Put every line of the rows below into a Markdown table with the columns No and Line, numbering the lines in order and leaving out blank ones.
# # # # #
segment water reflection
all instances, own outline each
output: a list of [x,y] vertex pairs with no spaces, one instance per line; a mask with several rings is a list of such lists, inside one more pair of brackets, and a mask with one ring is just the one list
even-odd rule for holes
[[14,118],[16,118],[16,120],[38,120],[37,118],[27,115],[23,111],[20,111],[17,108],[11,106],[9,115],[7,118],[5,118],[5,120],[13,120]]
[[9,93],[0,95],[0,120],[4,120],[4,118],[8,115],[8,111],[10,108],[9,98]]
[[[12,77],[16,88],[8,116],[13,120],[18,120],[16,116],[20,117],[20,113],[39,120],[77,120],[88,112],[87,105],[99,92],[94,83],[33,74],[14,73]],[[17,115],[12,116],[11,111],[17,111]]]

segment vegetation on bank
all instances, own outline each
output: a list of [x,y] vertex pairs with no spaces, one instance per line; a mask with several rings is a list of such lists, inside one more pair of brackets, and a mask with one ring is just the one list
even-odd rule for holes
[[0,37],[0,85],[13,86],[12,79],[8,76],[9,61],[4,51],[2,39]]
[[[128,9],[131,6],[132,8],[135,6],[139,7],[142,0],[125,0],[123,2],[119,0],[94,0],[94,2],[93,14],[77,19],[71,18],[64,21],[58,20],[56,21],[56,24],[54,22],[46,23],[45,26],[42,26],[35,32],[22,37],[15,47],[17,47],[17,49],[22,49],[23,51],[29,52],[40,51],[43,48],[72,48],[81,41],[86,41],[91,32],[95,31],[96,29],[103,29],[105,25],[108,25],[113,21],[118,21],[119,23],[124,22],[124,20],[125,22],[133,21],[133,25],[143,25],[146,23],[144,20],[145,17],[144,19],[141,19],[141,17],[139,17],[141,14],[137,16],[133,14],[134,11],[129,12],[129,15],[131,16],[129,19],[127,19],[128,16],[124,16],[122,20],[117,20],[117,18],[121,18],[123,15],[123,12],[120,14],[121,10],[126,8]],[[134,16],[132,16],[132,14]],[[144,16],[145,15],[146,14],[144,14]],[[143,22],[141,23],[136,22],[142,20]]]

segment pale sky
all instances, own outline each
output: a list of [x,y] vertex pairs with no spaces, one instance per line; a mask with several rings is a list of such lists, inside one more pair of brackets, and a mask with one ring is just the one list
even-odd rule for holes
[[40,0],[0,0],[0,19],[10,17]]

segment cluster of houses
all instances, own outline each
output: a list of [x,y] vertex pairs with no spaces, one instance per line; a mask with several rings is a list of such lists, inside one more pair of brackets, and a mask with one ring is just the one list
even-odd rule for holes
# # # # #
_Output of the task_
| No | Line |
|---|---|
| 1 | segment water reflection |
| 2 | all instances, own outline each |
| 3 | output: a list of [x,y] vertex pairs with no spaces, one instance per line; a mask with several rings is a list of such lists, inside one more pair of brackets, and a mask with one ring is just the one list |
| 4 | even-odd rule for holes |
| 5 | [[14,118],[16,118],[16,120],[38,120],[37,118],[27,115],[23,111],[20,111],[17,108],[11,106],[9,115],[7,118],[5,118],[5,120],[13,120]] |
| 6 | [[9,93],[0,95],[0,120],[4,120],[4,118],[8,115],[8,111],[10,108],[9,98]] |
| 7 | [[[12,77],[16,88],[8,116],[13,120],[18,120],[16,116],[20,117],[20,113],[39,120],[77,120],[88,112],[87,105],[99,92],[94,83],[33,74],[14,73]],[[17,115],[12,116],[11,111],[17,111]]] |
| 8 | segment vegetation on bank |
| 9 | all instances, own outline each |
| 10 | output: a list of [x,y] vertex pairs with no spaces, one instance per line; a mask with several rings is a list of such lists, inside one more pair of brackets, and a mask with one ring is just the one list |
| 11 | even-odd rule for holes |
| 12 | [[0,37],[0,85],[13,86],[12,79],[8,76],[9,61],[4,51],[2,39]] |
| 13 | [[[128,9],[131,6],[132,8],[135,6],[139,7],[142,0],[125,0],[123,2],[119,0],[94,0],[94,2],[93,14],[77,19],[71,18],[64,21],[58,20],[56,21],[56,24],[54,22],[46,23],[45,26],[42,26],[35,32],[22,37],[15,47],[17,47],[17,49],[22,49],[23,51],[29,52],[40,51],[43,48],[72,48],[81,41],[86,41],[91,32],[95,31],[96,29],[103,29],[105,25],[108,25],[113,21],[118,21],[119,23],[124,22],[124,20],[125,22],[133,21],[133,25],[143,25],[146,23],[144,20],[145,17],[144,19],[141,19],[141,17],[139,17],[141,14],[137,16],[133,14],[134,11],[129,12],[129,15],[131,16],[129,19],[127,19],[128,16],[124,16],[122,20],[117,20],[117,18],[121,18],[123,15],[123,12],[120,14],[121,10],[126,8]],[[134,16],[132,16],[132,14]],[[144,16],[145,15],[146,14],[144,14]],[[143,22],[141,23],[136,22],[142,20]]] |
| 14 | segment pale sky |
| 15 | all instances, own outline each |
| 16 | output: a list of [x,y] vertex pairs with no spaces, one instance per line; a mask with several rings is a list of such lists, inside one more pair of brackets, and a mask with one ring is just the one list |
| 17 | even-odd rule for holes |
| 18 | [[40,0],[0,0],[0,19],[10,17]] |
| 19 | segment cluster of houses |
| 20 | all instances, own outline each |
| 21 | output: a list of [x,y] vertex pairs with no spaces, one instance per line; a mask with several rings is a list of such lists, inside one more pair of brackets, and a mask with one ring is just the one list |
| 22 | even-odd rule for holes |